## The problem
Output every entry exactly as written.

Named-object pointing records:

* start *

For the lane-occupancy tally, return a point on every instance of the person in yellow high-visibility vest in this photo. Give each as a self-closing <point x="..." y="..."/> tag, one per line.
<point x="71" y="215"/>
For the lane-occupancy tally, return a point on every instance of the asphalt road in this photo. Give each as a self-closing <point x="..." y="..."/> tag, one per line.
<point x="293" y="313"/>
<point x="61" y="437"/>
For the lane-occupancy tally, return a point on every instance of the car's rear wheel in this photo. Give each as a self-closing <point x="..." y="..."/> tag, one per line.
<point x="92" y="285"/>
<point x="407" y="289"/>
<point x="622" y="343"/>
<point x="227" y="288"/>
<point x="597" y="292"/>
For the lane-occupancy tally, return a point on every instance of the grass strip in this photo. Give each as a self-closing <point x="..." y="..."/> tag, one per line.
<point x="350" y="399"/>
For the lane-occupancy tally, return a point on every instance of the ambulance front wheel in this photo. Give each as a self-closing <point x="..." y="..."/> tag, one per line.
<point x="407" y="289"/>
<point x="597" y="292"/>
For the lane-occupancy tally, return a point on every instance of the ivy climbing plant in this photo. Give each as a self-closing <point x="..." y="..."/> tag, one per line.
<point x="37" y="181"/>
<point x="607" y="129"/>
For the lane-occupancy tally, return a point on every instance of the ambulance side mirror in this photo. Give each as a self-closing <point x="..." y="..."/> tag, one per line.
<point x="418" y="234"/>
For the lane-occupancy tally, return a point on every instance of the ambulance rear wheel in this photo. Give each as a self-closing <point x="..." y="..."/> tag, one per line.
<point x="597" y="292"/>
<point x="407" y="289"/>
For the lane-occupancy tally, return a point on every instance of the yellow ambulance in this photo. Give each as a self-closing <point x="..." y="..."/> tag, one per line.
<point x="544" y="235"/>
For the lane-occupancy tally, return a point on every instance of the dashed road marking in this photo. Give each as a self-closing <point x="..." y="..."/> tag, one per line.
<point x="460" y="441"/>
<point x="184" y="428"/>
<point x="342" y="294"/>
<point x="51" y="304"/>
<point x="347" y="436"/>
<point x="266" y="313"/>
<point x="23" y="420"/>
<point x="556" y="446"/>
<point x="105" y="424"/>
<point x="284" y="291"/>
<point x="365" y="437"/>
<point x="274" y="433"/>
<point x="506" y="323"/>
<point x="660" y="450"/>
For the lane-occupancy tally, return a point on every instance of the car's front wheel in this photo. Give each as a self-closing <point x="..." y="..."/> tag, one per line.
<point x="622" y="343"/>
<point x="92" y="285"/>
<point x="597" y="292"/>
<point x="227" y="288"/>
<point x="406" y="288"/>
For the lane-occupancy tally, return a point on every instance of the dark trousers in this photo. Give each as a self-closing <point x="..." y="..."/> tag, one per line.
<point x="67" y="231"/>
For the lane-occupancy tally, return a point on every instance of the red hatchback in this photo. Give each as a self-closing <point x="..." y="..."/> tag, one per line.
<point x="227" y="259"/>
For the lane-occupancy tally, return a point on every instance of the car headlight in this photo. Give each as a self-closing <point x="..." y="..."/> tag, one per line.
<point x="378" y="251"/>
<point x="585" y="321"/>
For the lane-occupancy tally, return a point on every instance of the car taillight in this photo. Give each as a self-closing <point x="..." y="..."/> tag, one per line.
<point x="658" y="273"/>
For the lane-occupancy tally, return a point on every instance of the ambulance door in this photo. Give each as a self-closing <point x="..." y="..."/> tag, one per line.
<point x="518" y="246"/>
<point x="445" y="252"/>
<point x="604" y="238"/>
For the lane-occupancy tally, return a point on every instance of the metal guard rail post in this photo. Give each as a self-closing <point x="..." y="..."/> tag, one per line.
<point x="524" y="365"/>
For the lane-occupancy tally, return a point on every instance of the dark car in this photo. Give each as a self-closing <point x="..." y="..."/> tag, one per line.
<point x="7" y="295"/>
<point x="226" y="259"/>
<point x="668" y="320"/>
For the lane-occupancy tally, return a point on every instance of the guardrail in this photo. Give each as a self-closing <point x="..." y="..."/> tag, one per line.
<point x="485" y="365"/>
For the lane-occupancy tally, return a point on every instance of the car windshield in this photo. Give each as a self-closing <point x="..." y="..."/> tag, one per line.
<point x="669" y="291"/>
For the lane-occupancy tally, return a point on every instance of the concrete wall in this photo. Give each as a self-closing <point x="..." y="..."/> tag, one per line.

* end *

## Solution to the exercise
For the lane-occupancy tally, return a point on every instance of the person in yellow high-visibility vest in this photo. Give each as a self-closing <point x="..." y="..."/> tag, one per line.
<point x="71" y="215"/>
For the lane-occupancy tally, return a point on every instance of the asphalt road in this photo. Give each as a self-closing <point x="..." y="..."/> tag, one per line.
<point x="293" y="313"/>
<point x="61" y="437"/>
For the lane-occupancy tally, return a point on every instance of the car's rear wheel in this photo. Give each as a self-closing <point x="..." y="..."/> tag, one per line.
<point x="92" y="285"/>
<point x="407" y="289"/>
<point x="622" y="343"/>
<point x="227" y="288"/>
<point x="597" y="292"/>
For the lane-occupancy tally, return a point on every instance of the grass strip in this photo. Give each as a self-closing <point x="..." y="..."/> tag, one per line.
<point x="350" y="399"/>
For the lane-occupancy tally, return a point on every instance of the ambulance front wheel in this photo. Give each as a self-closing <point x="..." y="..."/> tag, one per line.
<point x="407" y="289"/>
<point x="597" y="292"/>
For the lane-occupancy tally, return a point on every instance of the ivy climbing plant in this photo. Give each as a self-closing <point x="..." y="..."/> tag, one per line.
<point x="37" y="181"/>
<point x="607" y="129"/>
For the lane-occupancy tally, return a point on every instance of the ambulance side mirror in this photo. Give each as a self-closing <point x="..." y="..."/> tag, one per line.
<point x="418" y="234"/>
For the lane-occupancy tally, return a point on every instance of the ambulance rear wheel in this photo. Give each as a self-closing <point x="..." y="..."/> tag, one per line.
<point x="597" y="292"/>
<point x="407" y="289"/>
For the lane-occupancy tally, return a point on every instance of the yellow ambulance in this photo. Give each as a self-closing <point x="..." y="..."/> tag, one per line.
<point x="544" y="235"/>
For the lane-occupancy tally, return a point on every instance of the dashed road marking in this photo. Give each as a self-closing <point x="..." y="..."/> tag, one per line.
<point x="460" y="441"/>
<point x="184" y="428"/>
<point x="342" y="294"/>
<point x="51" y="304"/>
<point x="347" y="436"/>
<point x="266" y="313"/>
<point x="23" y="420"/>
<point x="556" y="446"/>
<point x="105" y="424"/>
<point x="284" y="291"/>
<point x="365" y="437"/>
<point x="274" y="433"/>
<point x="506" y="323"/>
<point x="660" y="450"/>
For the lane-occupancy tally, return a point on every instance of the car's front wheel in this photo. Give each as a self-closing <point x="..." y="..."/> tag, one per line.
<point x="622" y="343"/>
<point x="92" y="285"/>
<point x="597" y="292"/>
<point x="227" y="288"/>
<point x="406" y="288"/>
For the lane-occupancy tally, return a point on every instance of the dark trousers in this photo. Give each as a self-closing <point x="..." y="..."/> tag, one per line.
<point x="67" y="231"/>
For the lane-occupancy tally, return a point on every instance of the red hatchback in this photo. Give each as a self-closing <point x="..." y="..."/> tag, one per line.
<point x="227" y="259"/>
For the lane-occupancy tally, return a point on every instance of the car headlight in this photo. Give each as a self-closing <point x="..." y="..."/> tag, one per line.
<point x="378" y="251"/>
<point x="585" y="321"/>
For the lane-occupancy tally, return a point on every instance of the car taillight in this photo. Give each as a self-closing <point x="..." y="..."/> tag, one per line.
<point x="658" y="273"/>
For the lane-occupancy tally, return a point on every instance of the ambulance door in this photo. Give each as a self-closing <point x="..." y="..."/> tag, one per line.
<point x="518" y="246"/>
<point x="445" y="252"/>
<point x="604" y="238"/>
For the lane-occupancy tally, return a point on every instance of the metal guard rail post in this photo. Give each as a self-closing <point x="..." y="..."/> tag, one per line.
<point x="524" y="365"/>
For the lane-occupancy tally, return a point on every instance of the dark car in this photo. Give each as a self-closing <point x="..." y="..."/> tag, one per line.
<point x="7" y="295"/>
<point x="226" y="259"/>
<point x="668" y="320"/>
For the lane-occupancy tally, return a point on every instance of the guardrail in this photo. Give each as a self-closing <point x="..." y="..."/> tag, one per line.
<point x="485" y="365"/>
For the lane-occupancy tally, return a point on every instance of the car windshield in this photo. Give each as a self-closing <point x="..." y="..."/> tag, one per line.
<point x="669" y="291"/>
For the lane-occupancy tally, return a point on every instance of the concrete wall in this photo. Give each as a self-closing <point x="..." y="..."/> tag, one per line.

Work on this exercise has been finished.